(A block of data)
· · · ·
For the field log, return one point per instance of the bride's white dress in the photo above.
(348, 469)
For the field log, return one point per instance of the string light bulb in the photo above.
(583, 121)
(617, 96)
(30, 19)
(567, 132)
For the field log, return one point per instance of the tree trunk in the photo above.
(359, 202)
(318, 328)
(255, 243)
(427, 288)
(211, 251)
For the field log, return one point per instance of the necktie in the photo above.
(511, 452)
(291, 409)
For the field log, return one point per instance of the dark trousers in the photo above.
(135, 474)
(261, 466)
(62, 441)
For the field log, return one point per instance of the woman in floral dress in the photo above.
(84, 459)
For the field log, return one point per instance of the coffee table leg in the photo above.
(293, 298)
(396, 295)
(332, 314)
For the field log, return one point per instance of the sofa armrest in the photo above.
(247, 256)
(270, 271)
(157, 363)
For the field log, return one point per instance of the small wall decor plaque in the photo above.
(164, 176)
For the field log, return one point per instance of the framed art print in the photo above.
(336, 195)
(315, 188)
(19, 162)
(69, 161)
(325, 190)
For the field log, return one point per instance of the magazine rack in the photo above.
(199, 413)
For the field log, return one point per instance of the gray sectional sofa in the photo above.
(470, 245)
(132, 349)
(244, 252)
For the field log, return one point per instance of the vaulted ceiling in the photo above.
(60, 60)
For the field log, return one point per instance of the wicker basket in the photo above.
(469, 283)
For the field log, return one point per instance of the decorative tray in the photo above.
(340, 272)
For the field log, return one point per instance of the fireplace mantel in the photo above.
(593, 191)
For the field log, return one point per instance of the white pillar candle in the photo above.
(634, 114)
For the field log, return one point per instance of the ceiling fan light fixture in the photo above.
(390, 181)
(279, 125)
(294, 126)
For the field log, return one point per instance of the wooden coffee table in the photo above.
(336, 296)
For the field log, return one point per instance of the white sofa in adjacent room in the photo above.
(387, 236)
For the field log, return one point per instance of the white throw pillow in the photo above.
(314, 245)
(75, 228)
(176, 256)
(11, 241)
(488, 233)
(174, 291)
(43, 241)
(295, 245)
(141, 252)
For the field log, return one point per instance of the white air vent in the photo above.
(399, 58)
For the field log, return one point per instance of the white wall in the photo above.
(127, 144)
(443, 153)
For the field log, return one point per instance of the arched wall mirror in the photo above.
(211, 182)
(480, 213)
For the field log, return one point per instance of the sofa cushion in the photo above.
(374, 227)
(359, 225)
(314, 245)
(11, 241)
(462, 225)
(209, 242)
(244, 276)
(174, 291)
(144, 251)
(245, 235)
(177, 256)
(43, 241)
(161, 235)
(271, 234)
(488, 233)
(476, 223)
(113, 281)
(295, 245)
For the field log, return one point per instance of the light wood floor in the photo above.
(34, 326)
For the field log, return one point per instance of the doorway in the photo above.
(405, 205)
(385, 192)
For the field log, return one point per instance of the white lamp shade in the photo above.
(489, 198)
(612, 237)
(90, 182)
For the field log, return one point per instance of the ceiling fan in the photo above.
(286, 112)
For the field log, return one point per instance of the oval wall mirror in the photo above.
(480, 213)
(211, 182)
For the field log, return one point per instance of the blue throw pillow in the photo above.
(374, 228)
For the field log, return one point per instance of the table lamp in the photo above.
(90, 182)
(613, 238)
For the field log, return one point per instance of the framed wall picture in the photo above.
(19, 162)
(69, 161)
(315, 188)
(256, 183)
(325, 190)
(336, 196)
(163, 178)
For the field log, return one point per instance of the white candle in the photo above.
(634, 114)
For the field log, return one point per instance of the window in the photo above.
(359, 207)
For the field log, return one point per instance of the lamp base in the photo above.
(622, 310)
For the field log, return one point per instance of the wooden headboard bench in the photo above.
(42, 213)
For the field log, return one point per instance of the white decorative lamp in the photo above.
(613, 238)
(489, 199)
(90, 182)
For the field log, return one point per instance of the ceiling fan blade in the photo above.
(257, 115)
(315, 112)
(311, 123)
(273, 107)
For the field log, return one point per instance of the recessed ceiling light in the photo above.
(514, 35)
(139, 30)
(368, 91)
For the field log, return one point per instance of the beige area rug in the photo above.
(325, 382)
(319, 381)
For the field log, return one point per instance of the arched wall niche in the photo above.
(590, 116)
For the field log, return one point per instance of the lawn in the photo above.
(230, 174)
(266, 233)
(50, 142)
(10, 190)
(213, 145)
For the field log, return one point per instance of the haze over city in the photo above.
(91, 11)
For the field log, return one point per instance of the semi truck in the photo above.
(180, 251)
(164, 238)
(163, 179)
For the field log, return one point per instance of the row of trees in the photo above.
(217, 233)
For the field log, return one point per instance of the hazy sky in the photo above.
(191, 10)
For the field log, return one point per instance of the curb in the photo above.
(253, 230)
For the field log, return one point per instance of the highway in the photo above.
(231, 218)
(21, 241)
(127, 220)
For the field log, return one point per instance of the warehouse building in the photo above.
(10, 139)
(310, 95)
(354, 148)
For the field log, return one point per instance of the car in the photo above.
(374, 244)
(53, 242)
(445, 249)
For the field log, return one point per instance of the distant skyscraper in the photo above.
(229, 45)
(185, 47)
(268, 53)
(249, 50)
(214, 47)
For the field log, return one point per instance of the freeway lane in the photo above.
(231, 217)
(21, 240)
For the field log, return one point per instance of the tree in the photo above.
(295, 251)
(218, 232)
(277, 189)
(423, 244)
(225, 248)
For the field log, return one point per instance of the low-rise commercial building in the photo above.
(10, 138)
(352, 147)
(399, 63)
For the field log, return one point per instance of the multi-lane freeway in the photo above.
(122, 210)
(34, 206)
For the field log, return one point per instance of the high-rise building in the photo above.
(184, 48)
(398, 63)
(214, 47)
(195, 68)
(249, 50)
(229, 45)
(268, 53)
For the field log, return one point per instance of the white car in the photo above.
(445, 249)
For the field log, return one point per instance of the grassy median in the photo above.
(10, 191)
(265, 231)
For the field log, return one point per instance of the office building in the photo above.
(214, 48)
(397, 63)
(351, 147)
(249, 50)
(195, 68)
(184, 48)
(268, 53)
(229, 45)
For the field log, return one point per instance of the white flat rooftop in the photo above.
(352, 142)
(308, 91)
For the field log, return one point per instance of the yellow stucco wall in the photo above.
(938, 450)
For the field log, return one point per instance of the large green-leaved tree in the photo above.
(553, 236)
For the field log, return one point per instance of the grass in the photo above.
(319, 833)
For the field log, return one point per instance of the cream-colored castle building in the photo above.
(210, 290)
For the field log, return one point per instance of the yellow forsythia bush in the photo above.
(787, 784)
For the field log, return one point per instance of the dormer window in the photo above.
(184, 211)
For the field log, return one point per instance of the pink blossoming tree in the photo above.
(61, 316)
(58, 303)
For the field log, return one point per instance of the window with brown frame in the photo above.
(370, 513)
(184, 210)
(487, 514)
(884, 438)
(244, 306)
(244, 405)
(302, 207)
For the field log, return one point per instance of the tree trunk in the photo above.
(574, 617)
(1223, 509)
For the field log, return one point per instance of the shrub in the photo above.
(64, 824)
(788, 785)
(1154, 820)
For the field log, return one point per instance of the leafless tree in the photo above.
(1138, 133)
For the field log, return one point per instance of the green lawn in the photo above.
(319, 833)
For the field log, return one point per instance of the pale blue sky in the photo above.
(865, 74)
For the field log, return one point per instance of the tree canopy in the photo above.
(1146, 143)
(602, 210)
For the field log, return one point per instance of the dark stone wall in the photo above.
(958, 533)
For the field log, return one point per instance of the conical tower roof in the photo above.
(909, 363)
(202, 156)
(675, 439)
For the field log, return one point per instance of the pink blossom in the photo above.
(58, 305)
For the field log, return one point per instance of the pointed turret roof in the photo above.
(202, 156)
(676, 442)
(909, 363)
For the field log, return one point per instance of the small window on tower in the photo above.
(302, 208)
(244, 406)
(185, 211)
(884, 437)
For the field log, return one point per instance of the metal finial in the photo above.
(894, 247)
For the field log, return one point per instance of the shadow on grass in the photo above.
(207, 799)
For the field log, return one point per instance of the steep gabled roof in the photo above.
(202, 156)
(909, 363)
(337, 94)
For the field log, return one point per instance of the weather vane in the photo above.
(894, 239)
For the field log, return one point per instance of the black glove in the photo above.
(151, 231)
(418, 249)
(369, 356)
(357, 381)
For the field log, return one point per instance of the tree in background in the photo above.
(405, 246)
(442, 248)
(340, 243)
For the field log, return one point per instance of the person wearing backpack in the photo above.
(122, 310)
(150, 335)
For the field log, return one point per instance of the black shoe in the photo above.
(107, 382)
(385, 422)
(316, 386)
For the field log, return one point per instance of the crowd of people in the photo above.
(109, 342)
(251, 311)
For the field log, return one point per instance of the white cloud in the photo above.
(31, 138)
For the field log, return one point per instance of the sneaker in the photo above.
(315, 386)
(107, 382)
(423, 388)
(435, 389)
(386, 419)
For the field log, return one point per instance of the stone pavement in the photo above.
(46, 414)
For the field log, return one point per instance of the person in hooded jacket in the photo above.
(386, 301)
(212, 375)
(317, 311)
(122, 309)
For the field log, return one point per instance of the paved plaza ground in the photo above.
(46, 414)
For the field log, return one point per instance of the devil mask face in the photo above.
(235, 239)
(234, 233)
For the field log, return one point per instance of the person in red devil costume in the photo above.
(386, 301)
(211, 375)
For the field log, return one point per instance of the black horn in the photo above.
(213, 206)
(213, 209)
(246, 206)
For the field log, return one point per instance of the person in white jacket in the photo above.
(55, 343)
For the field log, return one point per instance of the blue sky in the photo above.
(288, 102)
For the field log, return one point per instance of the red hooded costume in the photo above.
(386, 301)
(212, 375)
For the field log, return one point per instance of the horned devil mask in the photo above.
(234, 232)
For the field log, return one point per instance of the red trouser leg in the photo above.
· · · ·
- _PROBLEM TO SOLVE_
The line containing "horn in the photo above." and every line after it, through the end of the records, should be repeated exactly and alone.

- _TASK ANSWER_
For the field log, return one point per instance of the black horn in the photo above.
(213, 206)
(213, 209)
(246, 206)
For the field log, return one point per instance of the person in white jacket in the photo above.
(55, 343)
For the field log, return one point per instance of the blue sky in the photo above.
(288, 102)
For the field log, return one point per instance of the red hooded costume in the photo above.
(386, 301)
(212, 375)
For the field log, return one point per instance of the horned devil mask in the photo above.
(234, 232)
For the field log, return one point per instance of the red trouser leg in the photo above.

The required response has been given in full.